[Prompt] Reproduce the passage about the Bombay Obelisk word for word, starting with "Honouring the Obelisk" and going on through "Stonehenge for Racists.".

[Excerpt]

Honouring the Obelisk
Great South Road Geocache Experiment is our contribution to A Sense of Place, an exhibition being held in Papakura Art Gallery until June the 10th.
Near the end of the day Paul and I made a visit to the so-called Bombay Obelisk, a handful of sad-looking volcanic rocks that were pushed out of the route of the southern motorway in the 1990s and now stand on a bank overlooking indifferent traffic. For the neo-Nazis, conspiracy theorists, Maori-bashers, and anti-semites who promote the notion that New Zealand was settled thousands of years ago by an advanced white civilisation, the Obelisk is the remains of an observatory erected by ancient Aryan scientists. In the website we've set up for our geocaching experiment we've described the Obelisk as Stonehenge for Racists.

[Stored data]
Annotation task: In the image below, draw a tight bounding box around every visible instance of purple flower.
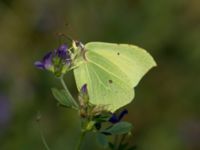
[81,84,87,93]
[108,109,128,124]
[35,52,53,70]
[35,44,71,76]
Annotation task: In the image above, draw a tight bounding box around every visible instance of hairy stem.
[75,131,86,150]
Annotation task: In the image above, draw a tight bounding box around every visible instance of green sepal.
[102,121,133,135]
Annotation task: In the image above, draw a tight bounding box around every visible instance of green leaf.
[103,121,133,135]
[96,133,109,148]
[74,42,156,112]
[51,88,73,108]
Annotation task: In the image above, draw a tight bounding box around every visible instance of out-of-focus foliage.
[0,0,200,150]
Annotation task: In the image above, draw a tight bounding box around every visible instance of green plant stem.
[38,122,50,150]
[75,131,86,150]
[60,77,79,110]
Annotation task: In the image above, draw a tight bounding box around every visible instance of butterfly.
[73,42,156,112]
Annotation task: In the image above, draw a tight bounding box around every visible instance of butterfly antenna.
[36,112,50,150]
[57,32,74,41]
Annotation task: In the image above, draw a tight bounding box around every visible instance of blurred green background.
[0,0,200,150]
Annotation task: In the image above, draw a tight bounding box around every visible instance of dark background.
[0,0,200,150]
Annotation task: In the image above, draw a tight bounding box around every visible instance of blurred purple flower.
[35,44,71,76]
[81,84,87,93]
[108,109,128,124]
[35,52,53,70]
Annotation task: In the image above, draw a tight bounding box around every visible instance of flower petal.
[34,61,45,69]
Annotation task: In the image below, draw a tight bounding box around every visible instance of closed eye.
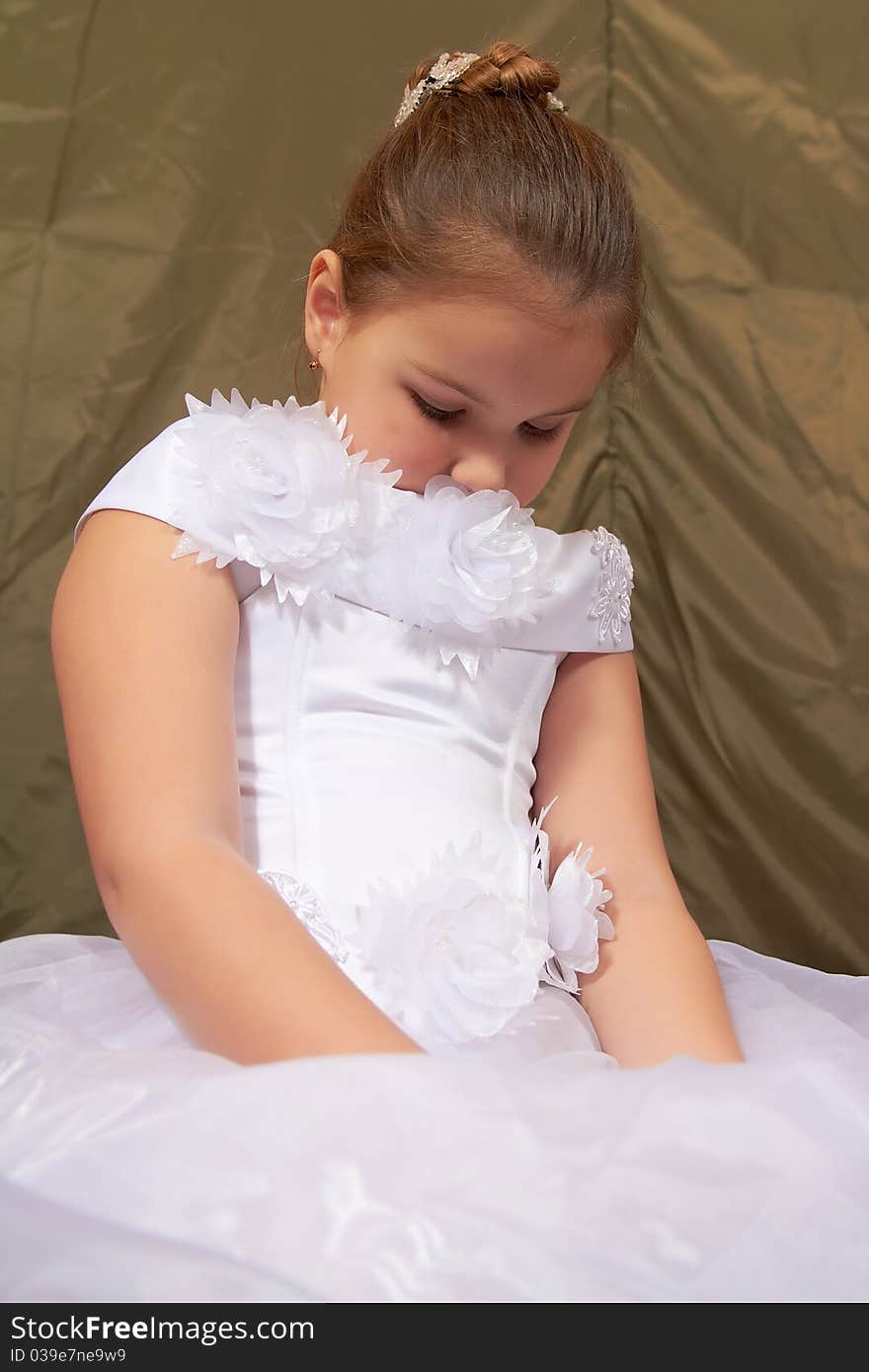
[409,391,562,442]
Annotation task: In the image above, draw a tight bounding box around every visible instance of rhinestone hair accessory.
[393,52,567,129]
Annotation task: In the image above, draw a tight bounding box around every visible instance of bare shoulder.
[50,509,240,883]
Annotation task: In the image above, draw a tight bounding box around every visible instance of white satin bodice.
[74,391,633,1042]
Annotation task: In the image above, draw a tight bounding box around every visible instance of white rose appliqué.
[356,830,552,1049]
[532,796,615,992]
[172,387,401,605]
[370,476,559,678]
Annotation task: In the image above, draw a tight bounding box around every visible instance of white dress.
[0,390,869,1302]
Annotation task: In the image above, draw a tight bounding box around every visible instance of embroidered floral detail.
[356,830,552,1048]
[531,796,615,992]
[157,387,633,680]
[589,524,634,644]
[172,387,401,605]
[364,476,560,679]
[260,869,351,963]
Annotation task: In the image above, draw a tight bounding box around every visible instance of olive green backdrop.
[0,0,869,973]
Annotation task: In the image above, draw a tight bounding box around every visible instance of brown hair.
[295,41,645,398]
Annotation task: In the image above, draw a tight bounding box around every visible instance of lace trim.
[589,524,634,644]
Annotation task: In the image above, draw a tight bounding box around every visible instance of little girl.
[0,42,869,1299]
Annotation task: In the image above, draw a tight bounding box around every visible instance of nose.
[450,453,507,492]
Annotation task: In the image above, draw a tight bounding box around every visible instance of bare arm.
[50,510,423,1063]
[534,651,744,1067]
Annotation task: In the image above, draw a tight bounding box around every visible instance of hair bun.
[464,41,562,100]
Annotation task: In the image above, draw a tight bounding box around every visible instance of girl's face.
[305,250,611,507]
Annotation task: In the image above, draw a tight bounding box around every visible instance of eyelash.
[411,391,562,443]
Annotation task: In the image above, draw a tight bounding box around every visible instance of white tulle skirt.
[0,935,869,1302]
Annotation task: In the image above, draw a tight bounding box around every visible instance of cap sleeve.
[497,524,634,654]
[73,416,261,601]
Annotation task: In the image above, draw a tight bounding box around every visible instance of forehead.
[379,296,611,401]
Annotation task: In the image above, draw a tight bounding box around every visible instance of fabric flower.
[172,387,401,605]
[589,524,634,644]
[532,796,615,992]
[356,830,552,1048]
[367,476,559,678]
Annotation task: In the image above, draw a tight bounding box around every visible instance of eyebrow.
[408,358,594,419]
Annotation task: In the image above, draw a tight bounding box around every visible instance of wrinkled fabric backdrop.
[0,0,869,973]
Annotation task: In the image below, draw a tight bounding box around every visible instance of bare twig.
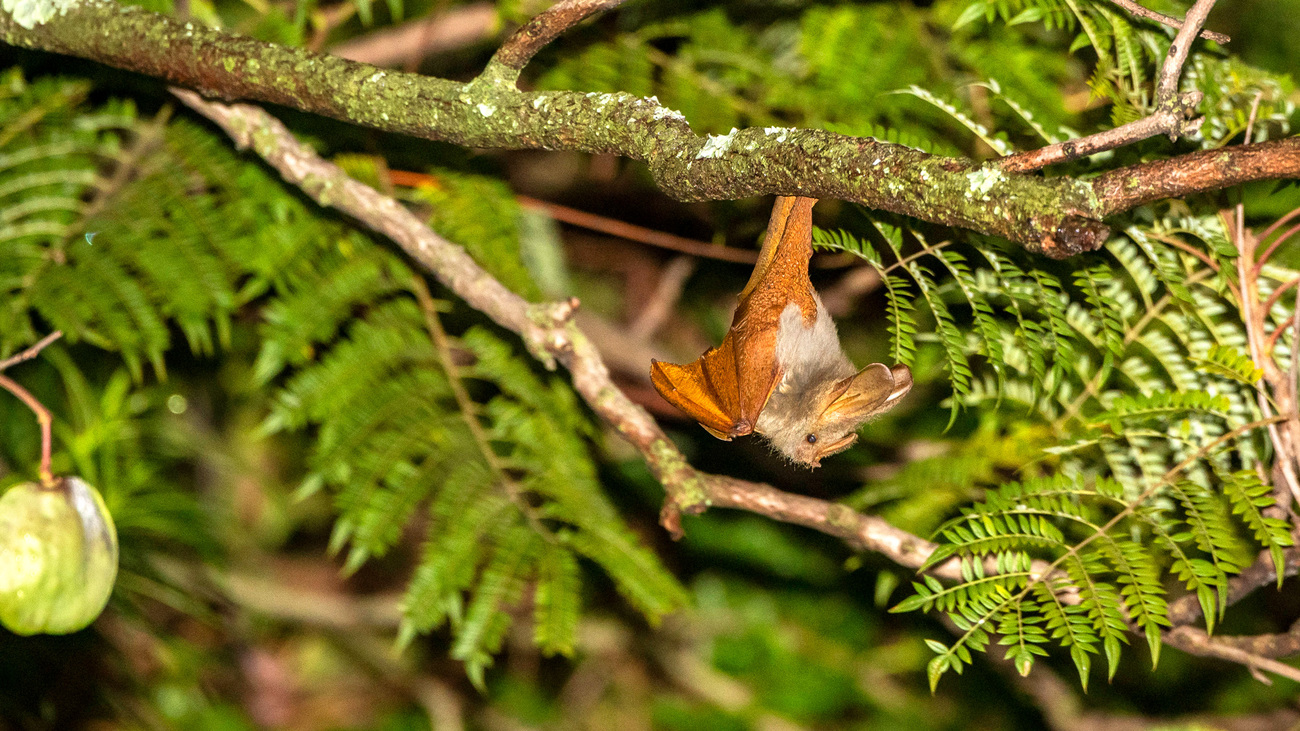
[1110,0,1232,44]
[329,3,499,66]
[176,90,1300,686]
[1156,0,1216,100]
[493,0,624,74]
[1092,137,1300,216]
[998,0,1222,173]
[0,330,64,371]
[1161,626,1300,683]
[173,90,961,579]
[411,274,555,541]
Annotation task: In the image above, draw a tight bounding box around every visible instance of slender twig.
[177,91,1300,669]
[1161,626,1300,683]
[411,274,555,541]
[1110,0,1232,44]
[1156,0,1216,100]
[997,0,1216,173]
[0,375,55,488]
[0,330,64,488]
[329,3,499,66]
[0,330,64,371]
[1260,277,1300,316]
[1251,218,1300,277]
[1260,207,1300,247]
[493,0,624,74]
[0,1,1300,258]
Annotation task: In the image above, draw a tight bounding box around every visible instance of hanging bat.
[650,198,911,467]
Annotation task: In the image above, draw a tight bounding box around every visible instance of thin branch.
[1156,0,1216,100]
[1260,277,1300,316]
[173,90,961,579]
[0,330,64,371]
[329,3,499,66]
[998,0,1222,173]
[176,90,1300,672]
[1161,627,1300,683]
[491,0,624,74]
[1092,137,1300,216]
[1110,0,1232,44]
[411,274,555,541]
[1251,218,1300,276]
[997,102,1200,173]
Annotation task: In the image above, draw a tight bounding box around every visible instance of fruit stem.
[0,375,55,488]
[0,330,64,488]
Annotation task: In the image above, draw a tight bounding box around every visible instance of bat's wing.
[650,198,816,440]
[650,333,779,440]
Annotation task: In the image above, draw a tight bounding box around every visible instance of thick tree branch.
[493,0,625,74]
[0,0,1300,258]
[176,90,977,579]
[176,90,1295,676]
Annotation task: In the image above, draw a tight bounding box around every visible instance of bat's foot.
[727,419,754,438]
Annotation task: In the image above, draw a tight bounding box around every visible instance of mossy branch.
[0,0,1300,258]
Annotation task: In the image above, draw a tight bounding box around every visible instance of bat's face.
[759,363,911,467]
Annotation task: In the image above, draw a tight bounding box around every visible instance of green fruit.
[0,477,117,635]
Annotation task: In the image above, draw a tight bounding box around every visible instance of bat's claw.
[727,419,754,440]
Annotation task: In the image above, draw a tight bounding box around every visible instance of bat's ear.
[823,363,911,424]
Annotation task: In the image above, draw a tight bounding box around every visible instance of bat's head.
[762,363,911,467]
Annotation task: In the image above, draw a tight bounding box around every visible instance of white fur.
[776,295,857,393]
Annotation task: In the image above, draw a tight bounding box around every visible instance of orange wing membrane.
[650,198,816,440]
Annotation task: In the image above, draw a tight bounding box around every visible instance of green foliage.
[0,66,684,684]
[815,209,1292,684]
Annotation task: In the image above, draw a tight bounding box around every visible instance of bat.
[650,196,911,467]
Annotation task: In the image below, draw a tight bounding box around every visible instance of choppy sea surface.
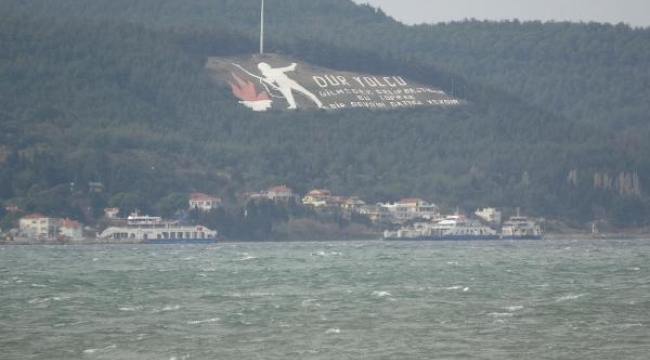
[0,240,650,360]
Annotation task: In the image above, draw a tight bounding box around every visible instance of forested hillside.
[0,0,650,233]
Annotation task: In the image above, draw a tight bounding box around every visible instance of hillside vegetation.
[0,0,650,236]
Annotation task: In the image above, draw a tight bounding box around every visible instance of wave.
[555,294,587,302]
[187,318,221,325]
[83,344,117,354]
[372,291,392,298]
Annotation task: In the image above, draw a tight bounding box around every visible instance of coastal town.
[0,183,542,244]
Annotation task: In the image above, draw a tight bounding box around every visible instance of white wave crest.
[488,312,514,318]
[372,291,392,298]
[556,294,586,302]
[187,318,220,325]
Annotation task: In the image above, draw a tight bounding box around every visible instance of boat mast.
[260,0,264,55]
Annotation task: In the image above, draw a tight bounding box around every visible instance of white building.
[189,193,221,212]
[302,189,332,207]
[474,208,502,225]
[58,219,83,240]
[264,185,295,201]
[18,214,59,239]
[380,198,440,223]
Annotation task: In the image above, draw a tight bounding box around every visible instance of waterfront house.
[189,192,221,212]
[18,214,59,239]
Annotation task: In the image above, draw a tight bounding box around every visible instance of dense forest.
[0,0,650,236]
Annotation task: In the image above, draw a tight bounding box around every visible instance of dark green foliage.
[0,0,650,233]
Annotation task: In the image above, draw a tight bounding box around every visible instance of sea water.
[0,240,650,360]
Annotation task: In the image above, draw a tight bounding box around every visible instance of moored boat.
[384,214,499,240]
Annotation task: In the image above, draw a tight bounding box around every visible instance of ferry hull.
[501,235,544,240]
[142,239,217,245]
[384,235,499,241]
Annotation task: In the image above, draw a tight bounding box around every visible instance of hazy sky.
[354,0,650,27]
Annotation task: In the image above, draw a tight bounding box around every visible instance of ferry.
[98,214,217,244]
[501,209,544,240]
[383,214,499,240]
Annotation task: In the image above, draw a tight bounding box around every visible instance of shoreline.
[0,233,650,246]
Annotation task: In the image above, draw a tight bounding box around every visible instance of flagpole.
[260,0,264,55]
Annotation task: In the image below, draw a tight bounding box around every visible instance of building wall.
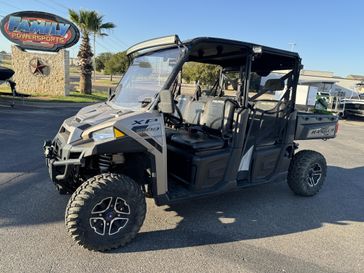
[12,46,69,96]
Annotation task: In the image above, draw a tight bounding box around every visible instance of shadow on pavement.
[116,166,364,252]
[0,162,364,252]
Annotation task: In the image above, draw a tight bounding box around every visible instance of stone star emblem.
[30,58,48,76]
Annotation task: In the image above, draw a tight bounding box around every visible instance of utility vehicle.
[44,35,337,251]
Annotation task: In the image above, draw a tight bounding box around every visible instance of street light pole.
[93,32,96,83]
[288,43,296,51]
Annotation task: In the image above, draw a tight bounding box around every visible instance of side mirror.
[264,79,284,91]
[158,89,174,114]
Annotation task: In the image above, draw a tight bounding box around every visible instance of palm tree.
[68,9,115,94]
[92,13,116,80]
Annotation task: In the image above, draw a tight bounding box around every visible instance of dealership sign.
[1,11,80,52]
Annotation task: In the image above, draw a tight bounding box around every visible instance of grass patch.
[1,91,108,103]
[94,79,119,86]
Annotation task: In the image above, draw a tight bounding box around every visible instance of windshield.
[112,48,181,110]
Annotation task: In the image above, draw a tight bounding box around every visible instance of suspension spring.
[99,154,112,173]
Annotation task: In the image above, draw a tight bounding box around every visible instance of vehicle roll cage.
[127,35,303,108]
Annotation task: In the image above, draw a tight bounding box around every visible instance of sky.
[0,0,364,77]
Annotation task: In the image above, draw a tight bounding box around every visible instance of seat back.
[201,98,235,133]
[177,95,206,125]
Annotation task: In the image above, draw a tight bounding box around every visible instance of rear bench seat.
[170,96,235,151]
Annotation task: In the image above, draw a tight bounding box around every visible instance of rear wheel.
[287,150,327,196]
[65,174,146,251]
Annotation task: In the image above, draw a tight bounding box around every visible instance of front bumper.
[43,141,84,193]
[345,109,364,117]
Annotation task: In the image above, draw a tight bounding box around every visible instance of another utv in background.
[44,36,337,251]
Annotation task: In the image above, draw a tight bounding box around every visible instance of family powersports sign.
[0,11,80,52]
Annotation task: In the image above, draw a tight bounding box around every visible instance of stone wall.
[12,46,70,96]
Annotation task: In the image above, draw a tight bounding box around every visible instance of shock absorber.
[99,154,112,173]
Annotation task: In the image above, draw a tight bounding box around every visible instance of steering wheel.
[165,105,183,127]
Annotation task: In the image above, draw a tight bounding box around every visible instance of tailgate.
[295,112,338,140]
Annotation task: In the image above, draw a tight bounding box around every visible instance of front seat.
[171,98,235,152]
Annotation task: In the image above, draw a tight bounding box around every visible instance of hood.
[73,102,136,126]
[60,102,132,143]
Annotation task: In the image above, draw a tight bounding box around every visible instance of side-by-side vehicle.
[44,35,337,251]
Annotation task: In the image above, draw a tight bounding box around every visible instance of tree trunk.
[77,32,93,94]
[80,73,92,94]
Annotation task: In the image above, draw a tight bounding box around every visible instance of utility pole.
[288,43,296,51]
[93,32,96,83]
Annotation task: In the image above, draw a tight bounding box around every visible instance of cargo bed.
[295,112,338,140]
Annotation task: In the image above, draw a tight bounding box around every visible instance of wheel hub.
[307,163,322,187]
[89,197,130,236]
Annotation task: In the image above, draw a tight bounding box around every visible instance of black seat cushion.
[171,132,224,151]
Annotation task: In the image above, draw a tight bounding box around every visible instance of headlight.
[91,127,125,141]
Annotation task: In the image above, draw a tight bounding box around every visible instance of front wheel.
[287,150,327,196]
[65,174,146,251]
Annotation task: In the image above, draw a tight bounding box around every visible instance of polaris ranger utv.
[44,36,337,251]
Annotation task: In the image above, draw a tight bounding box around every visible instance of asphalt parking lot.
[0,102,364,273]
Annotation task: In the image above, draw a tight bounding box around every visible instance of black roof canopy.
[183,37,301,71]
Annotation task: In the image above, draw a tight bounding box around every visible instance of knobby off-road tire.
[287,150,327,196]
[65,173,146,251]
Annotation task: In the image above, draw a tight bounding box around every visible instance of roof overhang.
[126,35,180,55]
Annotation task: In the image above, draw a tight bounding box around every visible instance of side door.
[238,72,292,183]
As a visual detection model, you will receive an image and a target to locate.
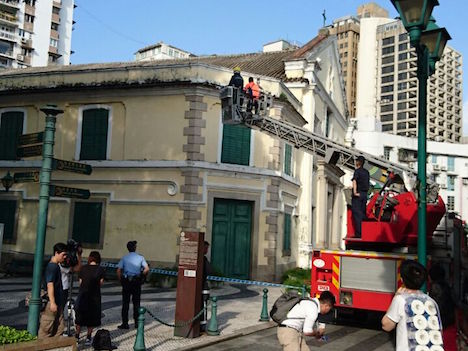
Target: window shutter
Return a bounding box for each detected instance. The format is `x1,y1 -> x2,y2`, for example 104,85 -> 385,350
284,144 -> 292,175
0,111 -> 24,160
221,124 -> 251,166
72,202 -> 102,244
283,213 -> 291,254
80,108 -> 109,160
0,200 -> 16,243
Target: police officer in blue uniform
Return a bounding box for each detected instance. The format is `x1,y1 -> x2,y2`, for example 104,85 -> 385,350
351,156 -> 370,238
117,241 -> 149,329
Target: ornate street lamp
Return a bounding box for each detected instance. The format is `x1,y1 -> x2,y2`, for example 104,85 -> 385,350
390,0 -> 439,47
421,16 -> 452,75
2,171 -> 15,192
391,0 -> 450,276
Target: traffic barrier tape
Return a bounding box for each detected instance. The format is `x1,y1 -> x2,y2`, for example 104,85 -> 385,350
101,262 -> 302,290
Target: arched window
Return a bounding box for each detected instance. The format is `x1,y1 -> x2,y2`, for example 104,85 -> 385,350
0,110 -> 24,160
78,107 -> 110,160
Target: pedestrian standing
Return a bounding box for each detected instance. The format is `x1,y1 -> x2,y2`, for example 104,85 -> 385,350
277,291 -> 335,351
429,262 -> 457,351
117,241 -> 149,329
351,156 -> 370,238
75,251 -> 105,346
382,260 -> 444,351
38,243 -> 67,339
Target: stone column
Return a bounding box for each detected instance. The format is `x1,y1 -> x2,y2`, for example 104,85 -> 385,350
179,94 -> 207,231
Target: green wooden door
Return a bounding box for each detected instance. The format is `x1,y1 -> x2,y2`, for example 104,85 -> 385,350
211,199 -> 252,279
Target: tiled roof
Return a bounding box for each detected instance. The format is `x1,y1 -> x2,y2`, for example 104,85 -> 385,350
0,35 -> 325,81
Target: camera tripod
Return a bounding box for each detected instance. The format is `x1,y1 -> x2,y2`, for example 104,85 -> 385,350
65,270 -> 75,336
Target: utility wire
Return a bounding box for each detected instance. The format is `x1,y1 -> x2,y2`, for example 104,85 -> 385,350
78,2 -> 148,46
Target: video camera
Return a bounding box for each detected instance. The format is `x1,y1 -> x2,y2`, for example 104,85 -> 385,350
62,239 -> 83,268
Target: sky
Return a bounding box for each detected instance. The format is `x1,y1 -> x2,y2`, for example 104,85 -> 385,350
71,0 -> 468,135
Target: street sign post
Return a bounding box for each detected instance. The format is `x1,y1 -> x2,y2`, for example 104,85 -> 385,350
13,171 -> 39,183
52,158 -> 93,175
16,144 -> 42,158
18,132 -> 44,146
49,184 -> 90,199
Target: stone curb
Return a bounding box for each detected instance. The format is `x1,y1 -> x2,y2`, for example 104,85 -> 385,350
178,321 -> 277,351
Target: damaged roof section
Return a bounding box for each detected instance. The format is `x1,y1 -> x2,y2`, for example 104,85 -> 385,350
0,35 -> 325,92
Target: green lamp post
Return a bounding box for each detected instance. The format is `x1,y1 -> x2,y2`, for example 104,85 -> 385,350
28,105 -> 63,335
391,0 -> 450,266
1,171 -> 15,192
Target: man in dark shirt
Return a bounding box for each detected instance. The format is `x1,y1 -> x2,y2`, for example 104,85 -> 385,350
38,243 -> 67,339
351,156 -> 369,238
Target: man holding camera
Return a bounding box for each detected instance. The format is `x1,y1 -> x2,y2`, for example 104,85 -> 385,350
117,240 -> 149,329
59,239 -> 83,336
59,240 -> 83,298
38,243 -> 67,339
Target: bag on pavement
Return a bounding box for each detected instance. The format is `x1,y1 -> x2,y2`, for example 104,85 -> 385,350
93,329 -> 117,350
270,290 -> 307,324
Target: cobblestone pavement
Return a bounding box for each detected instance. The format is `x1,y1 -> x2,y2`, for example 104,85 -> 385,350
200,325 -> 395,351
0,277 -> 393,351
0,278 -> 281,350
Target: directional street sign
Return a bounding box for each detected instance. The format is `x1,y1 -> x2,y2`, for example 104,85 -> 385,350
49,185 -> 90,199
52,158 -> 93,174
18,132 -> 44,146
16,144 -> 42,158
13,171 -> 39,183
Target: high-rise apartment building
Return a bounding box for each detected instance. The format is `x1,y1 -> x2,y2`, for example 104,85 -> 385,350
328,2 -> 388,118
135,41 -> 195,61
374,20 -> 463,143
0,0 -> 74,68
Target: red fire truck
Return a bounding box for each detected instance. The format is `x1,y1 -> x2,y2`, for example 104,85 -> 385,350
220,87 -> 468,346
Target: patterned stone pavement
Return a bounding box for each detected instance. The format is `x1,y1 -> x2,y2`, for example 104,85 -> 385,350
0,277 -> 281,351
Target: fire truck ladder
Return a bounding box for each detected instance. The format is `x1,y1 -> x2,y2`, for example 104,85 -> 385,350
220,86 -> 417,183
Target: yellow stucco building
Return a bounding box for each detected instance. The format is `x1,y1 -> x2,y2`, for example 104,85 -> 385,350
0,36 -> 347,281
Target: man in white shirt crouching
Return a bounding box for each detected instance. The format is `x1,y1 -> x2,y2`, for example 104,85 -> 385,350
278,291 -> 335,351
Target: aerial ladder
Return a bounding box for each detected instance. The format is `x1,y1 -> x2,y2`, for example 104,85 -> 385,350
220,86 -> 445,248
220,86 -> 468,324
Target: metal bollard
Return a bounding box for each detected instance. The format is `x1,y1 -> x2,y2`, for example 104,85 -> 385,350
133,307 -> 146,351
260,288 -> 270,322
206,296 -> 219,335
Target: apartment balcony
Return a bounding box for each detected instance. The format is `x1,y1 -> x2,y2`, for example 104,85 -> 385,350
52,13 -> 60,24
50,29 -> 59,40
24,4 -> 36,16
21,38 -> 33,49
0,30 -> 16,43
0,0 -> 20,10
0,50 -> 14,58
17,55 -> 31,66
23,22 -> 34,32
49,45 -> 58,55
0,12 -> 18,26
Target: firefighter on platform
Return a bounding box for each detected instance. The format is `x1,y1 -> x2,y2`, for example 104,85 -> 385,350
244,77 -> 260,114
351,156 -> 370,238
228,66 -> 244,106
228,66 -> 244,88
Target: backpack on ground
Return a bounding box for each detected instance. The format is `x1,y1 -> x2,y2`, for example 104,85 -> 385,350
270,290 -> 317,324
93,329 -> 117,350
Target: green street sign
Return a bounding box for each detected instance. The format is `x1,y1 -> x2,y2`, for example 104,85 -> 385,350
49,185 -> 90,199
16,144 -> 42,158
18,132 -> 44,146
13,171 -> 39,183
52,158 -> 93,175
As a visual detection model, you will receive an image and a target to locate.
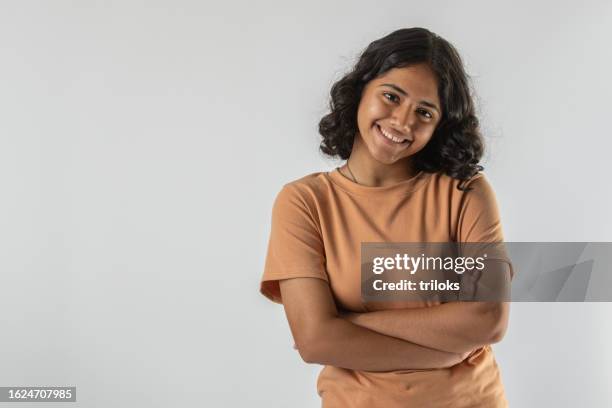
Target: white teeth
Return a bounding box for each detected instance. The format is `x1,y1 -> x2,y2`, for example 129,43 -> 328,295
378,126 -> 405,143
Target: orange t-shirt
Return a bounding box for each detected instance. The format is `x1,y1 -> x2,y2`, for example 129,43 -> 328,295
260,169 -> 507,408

[Task response]
Honouring the Obelisk
Great South Road Geocache Experiment is our contribution to A Sense of Place, an exhibition being held in Papakura Art Gallery until June the 10th.
Near the end of the day Paul and I made a visit to the so-called Bombay Obelisk, a handful of sad-looking volcanic rocks that were pushed out of the route of the southern motorway in the 1990s and now stand on a bank overlooking indifferent traffic. For the neo-Nazis, conspiracy theorists, Maori-bashers, and anti-semites who promote the notion that New Zealand was settled thousands of years ago by an advanced white civilisation, the Obelisk is the remains of an observatory erected by ancient Aryan scientists. In the website we've set up for our geocaching experiment we've described the Obelisk as Stonehenge for Racists.